EXERCISE DETAILS — Look over the lines below. Report each one that includes the string "pine".

[Saved entries]
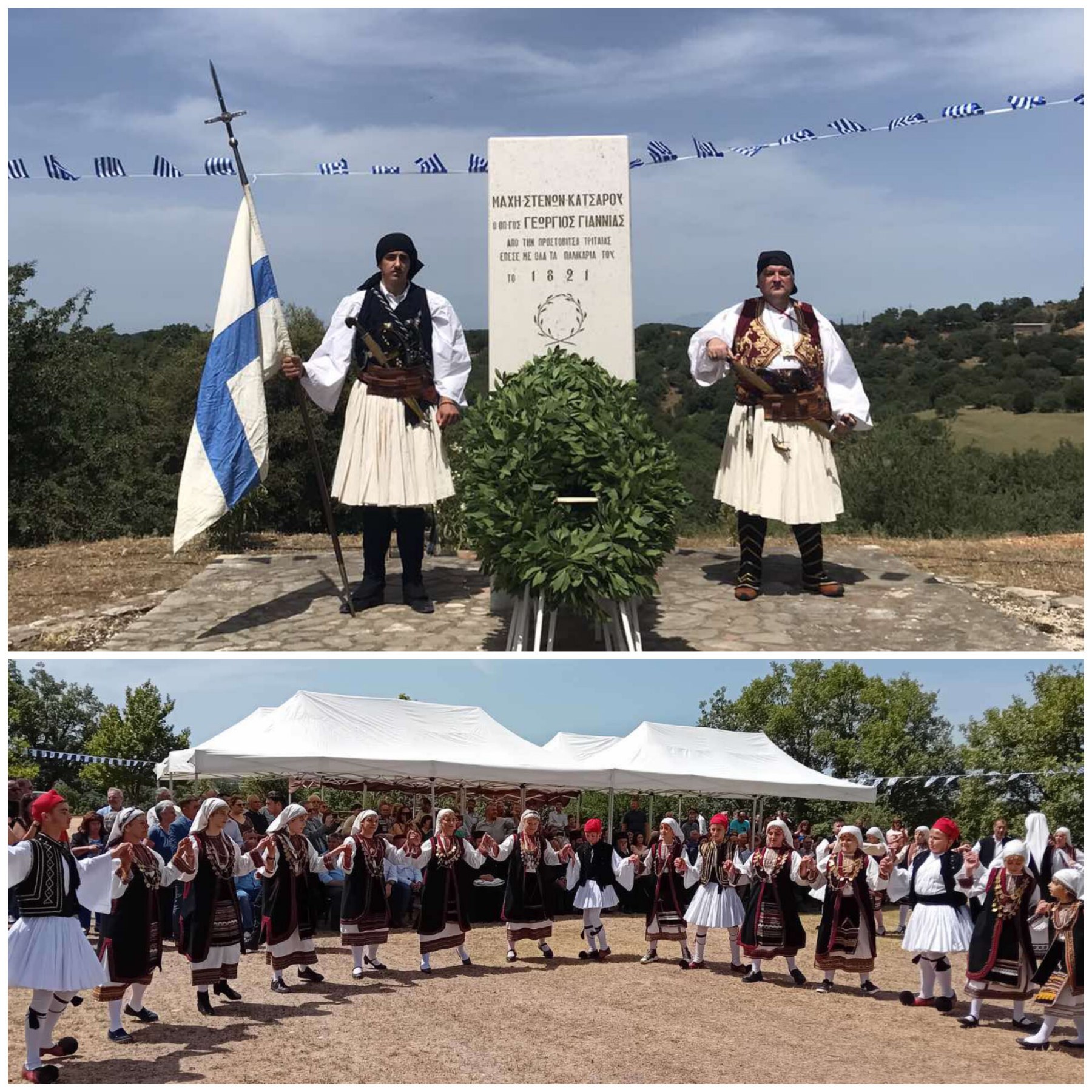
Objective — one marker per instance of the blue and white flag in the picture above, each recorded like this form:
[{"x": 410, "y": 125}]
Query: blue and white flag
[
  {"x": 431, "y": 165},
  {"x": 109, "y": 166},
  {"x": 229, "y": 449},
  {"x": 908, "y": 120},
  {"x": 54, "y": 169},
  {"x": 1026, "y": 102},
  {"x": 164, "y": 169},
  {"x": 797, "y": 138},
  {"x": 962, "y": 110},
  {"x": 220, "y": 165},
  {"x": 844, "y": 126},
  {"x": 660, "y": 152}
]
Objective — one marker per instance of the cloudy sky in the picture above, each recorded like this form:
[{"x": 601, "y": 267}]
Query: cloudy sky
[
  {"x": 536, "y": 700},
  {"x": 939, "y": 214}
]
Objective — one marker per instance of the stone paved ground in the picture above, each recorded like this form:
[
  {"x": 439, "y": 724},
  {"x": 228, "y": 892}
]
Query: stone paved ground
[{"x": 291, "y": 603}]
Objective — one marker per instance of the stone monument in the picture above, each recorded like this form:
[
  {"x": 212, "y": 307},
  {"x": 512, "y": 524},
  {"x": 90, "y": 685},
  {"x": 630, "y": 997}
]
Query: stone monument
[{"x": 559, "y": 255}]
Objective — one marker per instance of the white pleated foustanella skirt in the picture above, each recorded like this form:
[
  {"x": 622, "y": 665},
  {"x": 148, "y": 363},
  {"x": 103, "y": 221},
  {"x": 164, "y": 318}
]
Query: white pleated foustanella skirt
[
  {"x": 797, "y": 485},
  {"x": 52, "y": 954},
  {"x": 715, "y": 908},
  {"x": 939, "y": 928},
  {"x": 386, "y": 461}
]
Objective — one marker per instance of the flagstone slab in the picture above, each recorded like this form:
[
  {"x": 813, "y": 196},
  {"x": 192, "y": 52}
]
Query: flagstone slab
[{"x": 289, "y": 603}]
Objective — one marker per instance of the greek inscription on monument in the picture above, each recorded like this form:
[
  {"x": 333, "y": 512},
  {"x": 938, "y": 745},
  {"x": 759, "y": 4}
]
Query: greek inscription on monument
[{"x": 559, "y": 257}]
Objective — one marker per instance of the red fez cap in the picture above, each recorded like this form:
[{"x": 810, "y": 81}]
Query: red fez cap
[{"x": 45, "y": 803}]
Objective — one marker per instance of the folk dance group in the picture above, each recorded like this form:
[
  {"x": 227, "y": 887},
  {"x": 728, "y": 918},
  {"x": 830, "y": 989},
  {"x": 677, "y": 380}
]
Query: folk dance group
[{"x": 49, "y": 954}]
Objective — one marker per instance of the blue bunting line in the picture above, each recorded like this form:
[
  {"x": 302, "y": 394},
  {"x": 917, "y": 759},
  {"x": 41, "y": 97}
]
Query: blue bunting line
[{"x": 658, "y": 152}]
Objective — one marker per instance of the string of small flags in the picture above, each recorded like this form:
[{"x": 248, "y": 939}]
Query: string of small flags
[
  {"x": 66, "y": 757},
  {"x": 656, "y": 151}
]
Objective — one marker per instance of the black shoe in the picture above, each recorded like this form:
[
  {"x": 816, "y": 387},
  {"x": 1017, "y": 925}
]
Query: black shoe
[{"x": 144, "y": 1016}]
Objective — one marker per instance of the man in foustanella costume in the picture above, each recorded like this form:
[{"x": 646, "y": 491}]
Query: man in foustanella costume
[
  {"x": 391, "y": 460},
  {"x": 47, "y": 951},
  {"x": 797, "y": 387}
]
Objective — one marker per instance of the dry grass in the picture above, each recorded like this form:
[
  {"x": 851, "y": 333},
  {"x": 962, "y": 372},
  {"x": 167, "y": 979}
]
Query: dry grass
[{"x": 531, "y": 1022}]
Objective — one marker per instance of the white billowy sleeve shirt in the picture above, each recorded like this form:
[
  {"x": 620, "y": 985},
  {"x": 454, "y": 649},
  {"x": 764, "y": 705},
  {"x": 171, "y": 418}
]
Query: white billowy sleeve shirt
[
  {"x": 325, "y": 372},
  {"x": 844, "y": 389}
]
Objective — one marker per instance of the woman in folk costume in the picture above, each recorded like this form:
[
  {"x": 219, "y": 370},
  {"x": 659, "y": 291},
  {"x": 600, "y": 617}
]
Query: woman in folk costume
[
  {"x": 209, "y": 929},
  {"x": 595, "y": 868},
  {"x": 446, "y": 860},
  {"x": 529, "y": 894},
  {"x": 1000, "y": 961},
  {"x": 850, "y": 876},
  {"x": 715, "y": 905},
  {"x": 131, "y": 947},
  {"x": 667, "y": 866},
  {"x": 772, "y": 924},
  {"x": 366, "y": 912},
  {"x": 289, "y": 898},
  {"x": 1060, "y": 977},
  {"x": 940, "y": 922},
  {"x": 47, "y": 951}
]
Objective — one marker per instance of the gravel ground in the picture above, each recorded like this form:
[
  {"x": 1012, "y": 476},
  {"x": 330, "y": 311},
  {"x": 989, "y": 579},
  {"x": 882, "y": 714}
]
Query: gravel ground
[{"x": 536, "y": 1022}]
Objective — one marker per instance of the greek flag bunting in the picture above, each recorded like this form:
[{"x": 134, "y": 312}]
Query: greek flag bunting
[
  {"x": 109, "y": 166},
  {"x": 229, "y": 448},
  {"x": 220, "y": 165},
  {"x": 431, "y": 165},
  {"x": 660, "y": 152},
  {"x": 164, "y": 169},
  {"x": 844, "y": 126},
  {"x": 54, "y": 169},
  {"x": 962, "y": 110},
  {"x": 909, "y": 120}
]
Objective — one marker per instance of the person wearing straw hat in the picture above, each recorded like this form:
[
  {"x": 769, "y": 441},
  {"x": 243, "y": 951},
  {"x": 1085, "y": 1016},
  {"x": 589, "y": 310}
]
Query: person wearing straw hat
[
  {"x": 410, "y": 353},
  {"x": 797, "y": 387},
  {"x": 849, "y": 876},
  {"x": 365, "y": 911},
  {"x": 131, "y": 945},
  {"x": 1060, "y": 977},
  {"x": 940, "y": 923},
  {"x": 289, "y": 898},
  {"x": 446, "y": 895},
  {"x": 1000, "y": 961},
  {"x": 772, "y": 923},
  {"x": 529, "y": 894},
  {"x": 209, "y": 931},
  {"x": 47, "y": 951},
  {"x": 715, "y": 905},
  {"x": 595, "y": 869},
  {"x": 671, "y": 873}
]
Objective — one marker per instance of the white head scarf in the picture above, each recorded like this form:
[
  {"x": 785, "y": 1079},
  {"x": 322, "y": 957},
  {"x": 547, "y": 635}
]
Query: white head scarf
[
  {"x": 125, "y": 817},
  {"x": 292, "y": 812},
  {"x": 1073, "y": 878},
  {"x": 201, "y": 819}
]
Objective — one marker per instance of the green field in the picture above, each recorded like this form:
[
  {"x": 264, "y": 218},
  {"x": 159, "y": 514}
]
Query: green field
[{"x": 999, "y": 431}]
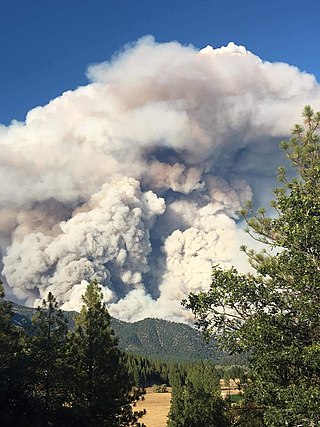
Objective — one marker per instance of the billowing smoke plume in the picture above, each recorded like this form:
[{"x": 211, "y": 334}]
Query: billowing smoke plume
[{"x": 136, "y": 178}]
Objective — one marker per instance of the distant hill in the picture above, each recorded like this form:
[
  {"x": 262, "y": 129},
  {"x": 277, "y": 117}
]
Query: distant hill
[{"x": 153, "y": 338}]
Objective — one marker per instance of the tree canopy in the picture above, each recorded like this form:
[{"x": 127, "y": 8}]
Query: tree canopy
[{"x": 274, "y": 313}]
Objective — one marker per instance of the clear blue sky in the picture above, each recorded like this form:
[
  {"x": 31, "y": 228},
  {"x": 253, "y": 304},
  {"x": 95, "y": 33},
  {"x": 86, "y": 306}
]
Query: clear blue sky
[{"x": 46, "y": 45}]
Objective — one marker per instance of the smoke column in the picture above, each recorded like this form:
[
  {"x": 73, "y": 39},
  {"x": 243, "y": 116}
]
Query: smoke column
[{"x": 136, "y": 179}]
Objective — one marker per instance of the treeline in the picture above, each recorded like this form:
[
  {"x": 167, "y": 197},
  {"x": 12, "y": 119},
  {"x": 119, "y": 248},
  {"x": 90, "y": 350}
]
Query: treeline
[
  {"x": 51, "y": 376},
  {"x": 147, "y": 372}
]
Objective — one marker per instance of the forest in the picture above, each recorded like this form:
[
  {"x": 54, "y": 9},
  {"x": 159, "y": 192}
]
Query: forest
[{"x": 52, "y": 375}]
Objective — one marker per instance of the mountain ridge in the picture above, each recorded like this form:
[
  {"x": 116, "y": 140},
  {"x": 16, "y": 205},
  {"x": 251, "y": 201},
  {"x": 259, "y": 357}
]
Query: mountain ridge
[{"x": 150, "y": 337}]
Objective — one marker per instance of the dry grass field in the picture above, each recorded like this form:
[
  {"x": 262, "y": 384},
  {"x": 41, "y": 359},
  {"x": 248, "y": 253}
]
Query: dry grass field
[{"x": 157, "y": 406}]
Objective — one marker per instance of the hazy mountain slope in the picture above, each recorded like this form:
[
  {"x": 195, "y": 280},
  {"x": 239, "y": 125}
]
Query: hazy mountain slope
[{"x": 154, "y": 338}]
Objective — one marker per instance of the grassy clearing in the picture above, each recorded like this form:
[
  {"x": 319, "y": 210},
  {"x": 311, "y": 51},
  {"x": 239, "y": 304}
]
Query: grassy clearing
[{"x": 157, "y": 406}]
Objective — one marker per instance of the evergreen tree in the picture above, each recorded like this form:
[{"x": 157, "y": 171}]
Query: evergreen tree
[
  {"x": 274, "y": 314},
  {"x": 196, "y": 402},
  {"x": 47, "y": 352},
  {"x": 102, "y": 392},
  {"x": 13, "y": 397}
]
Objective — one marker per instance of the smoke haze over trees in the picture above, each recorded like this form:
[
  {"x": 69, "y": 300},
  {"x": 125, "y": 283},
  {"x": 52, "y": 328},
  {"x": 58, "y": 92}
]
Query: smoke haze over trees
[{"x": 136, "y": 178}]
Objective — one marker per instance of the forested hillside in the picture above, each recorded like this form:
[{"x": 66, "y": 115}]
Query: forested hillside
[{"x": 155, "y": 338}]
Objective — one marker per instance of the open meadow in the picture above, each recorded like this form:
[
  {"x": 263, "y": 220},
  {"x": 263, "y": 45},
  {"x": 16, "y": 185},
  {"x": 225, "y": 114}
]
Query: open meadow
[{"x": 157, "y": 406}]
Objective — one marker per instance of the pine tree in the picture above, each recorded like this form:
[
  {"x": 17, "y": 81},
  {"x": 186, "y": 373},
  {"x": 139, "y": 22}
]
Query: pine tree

RESPONSE FOR THIS EXERCISE —
Objective — one marker per instance of the pine tree in the picture above, each recorded like this form:
Query: pine tree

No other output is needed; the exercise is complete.